VORLIEGENDER AUSZUG

________________________________________

Bild: Kein Public Viewing, aber viele Fernseher in Athens Fußgängerzone.
ATHEN taz | Als sie nach Hause gehen, als die Flaggenverkäuferin weiter
zieht, als die Polizei den Mannschaftswagen verriegelt auf irgendeinem
Platz in Athen, da ist wohl Angela Merkel schon aufgestanden von ihrem
Plastikstuhl in [1][Danzig]. Wäre Michel Platini deutscher Kanzler, es wäre
ihnen schwergefallen zu lachen in Griechenland. Er saß 90 Minuten
rotweindick auf seinem Ehrenplatz. Aber Angela Merkel: Ihr Zittern, das
Ballen ihrer Fäuste, ihr pistaziengrünes Jackett. Buhrufe, eher verzagt als
aggressiv.
Die meisten lachen über die Frau aus der Uckermark, ohne die Uckermark zu
kennen, woher sollten sie auch? Vielleicht würden sie sonst noch lauter
lachen. Sie schlagen ihre griechischen Zeitungen auf und sehen: Merkel. Als
ob es nicht reicht, dass wir sie sehen. Das hält ein Volk auf Dauer nicht
aus. Kann es gar nicht. Wir haben sie gewählt, selbst Schuld, aber sie doch
nicht.
Sie sitzen [2][an einem Platz in der Hauptstadt] der ältesten Demokratie
der Welt, jedenfalls lernt man das im Geschichtsunterricht, an dem die
Polizei in letzter Zeit hin und wieder Tränengas versprüht, jedenfalls
sieht man das in den Nachrichten, bestellen Bier und bekommen Chips in
Tellern. Die Flaggenverkäuferin weiß nicht, was sie tun soll: Am Rand
warten mit ihren blau-weißen Fähnchen, drei Euro das Stück, oder durch die
Reihen gehen und den rauchenden Männern über den Kopf streichen mit den
immerhin nationalen Stoff-Rechtecken?

________________________________________

ERFASSTE DATEN
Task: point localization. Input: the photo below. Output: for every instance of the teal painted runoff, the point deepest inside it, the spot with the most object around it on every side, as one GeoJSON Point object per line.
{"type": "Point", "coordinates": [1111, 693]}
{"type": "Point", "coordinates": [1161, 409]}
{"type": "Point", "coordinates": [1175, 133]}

________________________________________

WAS ZU TUN IST
(a) Beantworte anhand des Athen-Auszugs die folgenden Fragen:
(i) Welche Farbe hat Angela Merkels Jackett?
(ii) Was kostet eines der blau-weißen Fähnchen der Flaggenverkäuferin?
(iii) Wie lange saß Michel Platini auf seinem Ehrenplatz?
(b) Entscheide für jede Aussage, ob sie mit dem Athen-Auszug übereinstimmt, und belege dein Ja oder Nein mit den ausschlaggebenden Worten daraus im Wortlaut:
(i) In der Athener Fußgängerzone gibt es Public Viewing.
(ii) Die Buhrufe klingen eher aggressiv als verzagt.
(iii) Zum bestellten Bier bekommen die Gäste Chips.
(c) Schreib bitte den Athen-Auszug über den Fußballabend weiter, im Anschluss an seinen letzten Satz.

LÖSUNGEN
(a)
(i) Pistaziengrün.
(ii) Drei Euro das Stück.
(iii) 90 Minuten.

(b)
(i) Nein: „Kein Public Viewing, aber viele Fernseher in Athens Fußgängerzone.“
(ii) Nein: „Buhrufe, eher verzagt als aggressiv.“
(iii) Ja: „bestellen Bier und bekommen Chips in Tellern.“

(c)
## Bier und Chips in Tellern
Da ist da Spiel noch nicht angepfiffen. Die Bildschirme, von denen
mindestens zwölf in dieser Fußgängerzone hängen, zeigen Sami Khedira, und
man ist noch entspannt und mediterran, obwohl Kenner ahnen, dass Khedira
was im Schilde führt. „Good man“, sagt ein alter Mann. „Real Madrid“.
Kurz vor Anpfiff, die Hymnen. Sie singen nicht bei der eigenen, sie pfeifen
nicht bei der deutschen. Sie bestellen Bier und bekommen Chips in Tellern.
Sami Khedira, sein Blick im Kabinengang. Die Sicherheit eines Mannes, auf
den ein Model und der beste Club Spaniens warten – auch falls das hier
schiefgeht. Fünfhundert Meter von der Fußgängerzone entfernt bewachen zwei
Polizisten das Parlament, sie hören das Spiel im Radio. „Good luck“, sagen
sie. Auch wenn man sich als deutsch zu erkennen gibt. Gerade dann.
Vor dem Spiel am Kiosk: ein Blick durch die Tagespresse. Der Gefallen
daran, dass griechische Kritik an Rassismus in Zeitungsformat nicht an
einem Verzagtheitsproblem leidet, wie anderswo. Da retten die Griechen uns.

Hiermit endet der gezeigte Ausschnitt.